Document excerpt:
Money as Mutual Trust
Money, Harari argues, is the most successful story humans ever told. It works because everyone agrees it works. His analysis of how abstract financial systems emerged from cowrie shells and Mesopotamian barley is one of the clearest explanations of economic history in popular non-fiction.
The Admission of Ignorance
Harari frames the Scientific Revolution as the moment humans admitted we didn't know most of what mattered. That admission — "I don't know" — was the prerequisite for actually investigating the world. It's a small point with huge implications, and it's where Sapiens quietly becomes a philosophy book.

Books Like Sapiens

Want to go deeper, argue back, or get the version with more footnotes? Our full guide pairs Sapiens with complementary reads.

Same author
Homo Deus by Yuval Noah Harari
The sequel. Harari's speculative history of tomorrow. Picks up where Sapiens leaves off and pushes into bioengineering, AI, and post-human futures.

Collected data:

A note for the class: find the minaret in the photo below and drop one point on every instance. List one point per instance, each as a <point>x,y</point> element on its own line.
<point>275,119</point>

Short problem A: Do the following statements agree with the excerpt on Sapiens? Answer yes or no for each, quoting the words from the excerpt that decide it. (i) Money is described as the most successful story humans ever told. (ii) Homo Deus is presented as a prequel to Sapiens. (iii) The Scientific Revolution is framed as the moment humans admitted they didn't know most of what mattered.
Short problem B: Reproduce the excerpt on Sapiens word for word, from "Want to go deeper, argue" to "and post-human futures.".
Short problem C: Resume the excerpt on Sapiens after its last sentence, keeping the same style.

Exercise output A:
(i) Yes: "Money, Harari argues, is the most successful story humans ever told."
(ii) No: "The sequel."
(iii) Yes: "Harari frames the Scientific Revolution as the moment humans admitted we didn't know most of what mattered."

Exercise output B:
Want to go deeper, argue back, or get the version with more footnotes? Our full guide pairs Sapiens with complementary reads.

Same author
Homo Deus by Yuval Noah Harari
The sequel. Harari's speculative history of tomorrow. Picks up where Sapiens leaves off and pushes into bioengineering, AI, and post-human futures.

Exercise output C:
Same scope, rigorous
Guns, Germs, and Steel by Jared Diamond
The godfather of popular big-history. Diamond argues geography, not culture, explains why some societies dominated others. More academically footnoted than Sapiens.
The counterpoint
The Dawn of Everything by David Graeber & David Wengrow
The book that essentially exists to argue with Sapiens. Graeber and Wengrow dismantle the "agricultural trap" narrative and propose a much messier, more interesting prehistory.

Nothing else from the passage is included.